DIRECTIVE ->
Set out every line of the material below as a Markdown table with the columns Row and Line. Number the rows and skip any blank lines.

PROVIDED MATERIAL ->
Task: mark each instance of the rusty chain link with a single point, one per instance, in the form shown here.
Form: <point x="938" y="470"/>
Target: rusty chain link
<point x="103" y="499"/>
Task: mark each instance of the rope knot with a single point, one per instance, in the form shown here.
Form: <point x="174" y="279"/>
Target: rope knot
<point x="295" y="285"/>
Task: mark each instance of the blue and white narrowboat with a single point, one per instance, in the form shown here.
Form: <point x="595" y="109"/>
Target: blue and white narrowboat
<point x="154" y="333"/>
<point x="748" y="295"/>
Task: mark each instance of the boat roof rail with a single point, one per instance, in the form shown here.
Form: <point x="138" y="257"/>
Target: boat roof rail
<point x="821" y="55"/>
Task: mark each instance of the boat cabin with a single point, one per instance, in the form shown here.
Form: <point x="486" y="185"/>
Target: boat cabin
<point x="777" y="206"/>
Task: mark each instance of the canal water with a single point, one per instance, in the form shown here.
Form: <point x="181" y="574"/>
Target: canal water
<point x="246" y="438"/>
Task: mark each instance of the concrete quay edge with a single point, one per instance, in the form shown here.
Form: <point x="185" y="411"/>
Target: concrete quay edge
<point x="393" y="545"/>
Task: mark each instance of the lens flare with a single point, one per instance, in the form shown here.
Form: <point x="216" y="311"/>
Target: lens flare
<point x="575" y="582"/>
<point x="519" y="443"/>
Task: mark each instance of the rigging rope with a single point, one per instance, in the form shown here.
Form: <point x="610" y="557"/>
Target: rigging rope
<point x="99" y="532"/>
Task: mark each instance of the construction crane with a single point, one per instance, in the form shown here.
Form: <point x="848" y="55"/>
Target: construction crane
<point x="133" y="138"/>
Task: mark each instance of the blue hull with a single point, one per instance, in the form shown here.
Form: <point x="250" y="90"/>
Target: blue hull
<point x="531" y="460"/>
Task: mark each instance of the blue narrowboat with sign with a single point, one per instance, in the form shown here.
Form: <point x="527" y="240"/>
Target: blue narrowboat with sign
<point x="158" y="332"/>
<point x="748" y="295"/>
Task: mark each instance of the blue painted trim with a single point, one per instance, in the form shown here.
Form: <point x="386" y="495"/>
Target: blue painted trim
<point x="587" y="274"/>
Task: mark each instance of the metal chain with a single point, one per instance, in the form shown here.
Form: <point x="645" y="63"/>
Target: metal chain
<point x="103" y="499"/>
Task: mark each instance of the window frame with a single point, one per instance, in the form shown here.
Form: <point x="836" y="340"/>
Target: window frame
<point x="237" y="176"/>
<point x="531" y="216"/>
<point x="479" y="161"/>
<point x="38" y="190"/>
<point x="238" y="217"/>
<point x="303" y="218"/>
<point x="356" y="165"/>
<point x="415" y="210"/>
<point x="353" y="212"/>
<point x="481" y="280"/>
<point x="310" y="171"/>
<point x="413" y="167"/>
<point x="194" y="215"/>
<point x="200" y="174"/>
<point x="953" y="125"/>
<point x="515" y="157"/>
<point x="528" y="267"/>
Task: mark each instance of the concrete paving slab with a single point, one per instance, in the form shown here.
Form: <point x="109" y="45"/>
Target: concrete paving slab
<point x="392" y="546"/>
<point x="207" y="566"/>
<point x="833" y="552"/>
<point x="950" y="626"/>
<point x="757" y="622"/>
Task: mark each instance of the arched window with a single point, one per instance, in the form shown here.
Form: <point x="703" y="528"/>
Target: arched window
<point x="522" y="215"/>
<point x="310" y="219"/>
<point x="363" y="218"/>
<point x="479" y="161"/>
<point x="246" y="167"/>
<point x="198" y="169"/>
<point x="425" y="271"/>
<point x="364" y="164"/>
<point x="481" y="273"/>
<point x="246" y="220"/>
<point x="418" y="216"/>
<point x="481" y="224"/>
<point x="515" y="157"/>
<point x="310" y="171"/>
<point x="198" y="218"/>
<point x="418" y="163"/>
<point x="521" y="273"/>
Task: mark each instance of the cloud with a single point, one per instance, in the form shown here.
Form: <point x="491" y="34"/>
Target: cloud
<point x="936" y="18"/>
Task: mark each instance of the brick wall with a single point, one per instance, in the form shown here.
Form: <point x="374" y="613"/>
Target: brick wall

THE COMPLETED TASK ->
| Row | Line |
|---|---|
| 1 | Task: mark each instance of the rusty chain link with a single point, one per instance, in the form shown here. |
| 2 | Form: <point x="938" y="470"/> |
| 3 | Target: rusty chain link |
| 4 | <point x="103" y="499"/> |
| 5 | Task: mark each instance of the rope knot with a single point, one per instance, in the form shown here. |
| 6 | Form: <point x="174" y="279"/> |
| 7 | Target: rope knot |
| 8 | <point x="295" y="285"/> |
| 9 | Task: mark each instance of the blue and white narrowboat with a single point, one per instance, in the form shown here. |
| 10 | Form: <point x="595" y="109"/> |
| 11 | Target: blue and white narrowboat |
| 12 | <point x="154" y="333"/> |
| 13 | <point x="748" y="295"/> |
| 14 | Task: mark each instance of the boat roof rail with a single point, one per instance, in the form shown here. |
| 15 | Form: <point x="138" y="257"/> |
| 16 | Target: boat roof rail |
| 17 | <point x="821" y="55"/> |
| 18 | Task: mark each instance of the boat cabin with a single point, one per instance, in the form shown here. |
| 19 | Form: <point x="486" y="185"/> |
| 20 | Target: boat cabin |
| 21 | <point x="777" y="206"/> |
| 22 | Task: mark each instance of the canal water with a single point, one per instance, in the form shown here. |
| 23 | Form: <point x="181" y="574"/> |
| 24 | Target: canal water |
| 25 | <point x="246" y="438"/> |
| 26 | Task: mark each instance of the concrete quay edge with a single point, one per instance, in the form shown here. |
| 27 | Form: <point x="185" y="411"/> |
| 28 | Target: concrete quay edge |
| 29 | <point x="393" y="545"/> |
| 30 | Task: mark each instance of the lens flare with a single point, one per instance, in the form shown here. |
| 31 | Form: <point x="216" y="311"/> |
| 32 | Target: lens flare |
| 33 | <point x="575" y="582"/> |
| 34 | <point x="519" y="443"/> |
| 35 | Task: mark each instance of the rigging rope with a single point, one per instance, in the form shown here. |
| 36 | Form: <point x="610" y="557"/> |
| 37 | Target: rigging rope |
| 38 | <point x="99" y="532"/> |
| 39 | Task: mark each instance of the construction crane with a single point, one per instance, in the form shown here. |
| 40 | Form: <point x="848" y="55"/> |
| 41 | Target: construction crane |
| 42 | <point x="133" y="138"/> |
| 43 | Task: mark each instance of the blue hull with a single point, one per instance, in the form shown here. |
| 44 | Form: <point x="250" y="90"/> |
| 45 | Target: blue hull |
| 46 | <point x="531" y="460"/> |
| 47 | Task: mark each instance of the blue narrowboat with sign with a single point, one per instance, in the form shown here. |
| 48 | Form: <point x="527" y="240"/> |
| 49 | Target: blue narrowboat with sign |
| 50 | <point x="158" y="332"/> |
| 51 | <point x="748" y="295"/> |
| 52 | Task: mark each instance of the blue painted trim with a single point, one per instance, in the form shown here. |
| 53 | Form: <point x="386" y="495"/> |
| 54 | Target: blue painted trim |
| 55 | <point x="587" y="274"/> |
| 56 | Task: mark each instance of the metal chain with a single point, one per instance, in the form shown here. |
| 57 | Form: <point x="645" y="63"/> |
| 58 | Target: metal chain |
| 59 | <point x="103" y="499"/> |
| 60 | Task: mark each instance of the window frame with a single point, one per instance, in the form shown here. |
| 61 | Form: <point x="836" y="340"/> |
| 62 | Target: window frame |
| 63 | <point x="237" y="176"/> |
| 64 | <point x="531" y="216"/> |
| 65 | <point x="479" y="161"/> |
| 66 | <point x="38" y="190"/> |
| 67 | <point x="238" y="217"/> |
| 68 | <point x="303" y="218"/> |
| 69 | <point x="356" y="165"/> |
| 70 | <point x="415" y="210"/> |
| 71 | <point x="353" y="212"/> |
| 72 | <point x="481" y="280"/> |
| 73 | <point x="310" y="171"/> |
| 74 | <point x="413" y="167"/> |
| 75 | <point x="194" y="215"/> |
| 76 | <point x="200" y="174"/> |
| 77 | <point x="953" y="125"/> |
| 78 | <point x="515" y="157"/> |
| 79 | <point x="528" y="267"/> |
| 80 | Task: mark each instance of the concrete paving slab with a single point, one per instance, in the form shown here. |
| 81 | Form: <point x="109" y="45"/> |
| 82 | Target: concrete paving slab |
| 83 | <point x="392" y="546"/> |
| 84 | <point x="207" y="566"/> |
| 85 | <point x="833" y="552"/> |
| 86 | <point x="950" y="626"/> |
| 87 | <point x="757" y="622"/> |
| 88 | Task: mark each instance of the arched window with a single point, one per instance, in the form shown here. |
| 89 | Form: <point x="703" y="528"/> |
| 90 | Target: arched window |
| 91 | <point x="522" y="215"/> |
| 92 | <point x="310" y="219"/> |
| 93 | <point x="363" y="218"/> |
| 94 | <point x="479" y="161"/> |
| 95 | <point x="246" y="167"/> |
| 96 | <point x="198" y="169"/> |
| 97 | <point x="425" y="271"/> |
| 98 | <point x="364" y="164"/> |
| 99 | <point x="481" y="273"/> |
| 100 | <point x="246" y="220"/> |
| 101 | <point x="418" y="216"/> |
| 102 | <point x="481" y="224"/> |
| 103 | <point x="515" y="157"/> |
| 104 | <point x="310" y="171"/> |
| 105 | <point x="198" y="218"/> |
| 106 | <point x="418" y="163"/> |
| 107 | <point x="521" y="273"/> |
| 108 | Task: mark each instance of the cloud with a single point, one per instance, in the form shown here. |
| 109 | Form: <point x="491" y="34"/> |
| 110 | Target: cloud |
| 111 | <point x="936" y="18"/> |
| 112 | Task: mark each instance of the brick wall with a single point, one per instance, in the form shown here. |
| 113 | Form: <point x="374" y="613"/> |
| 114 | Target: brick wall |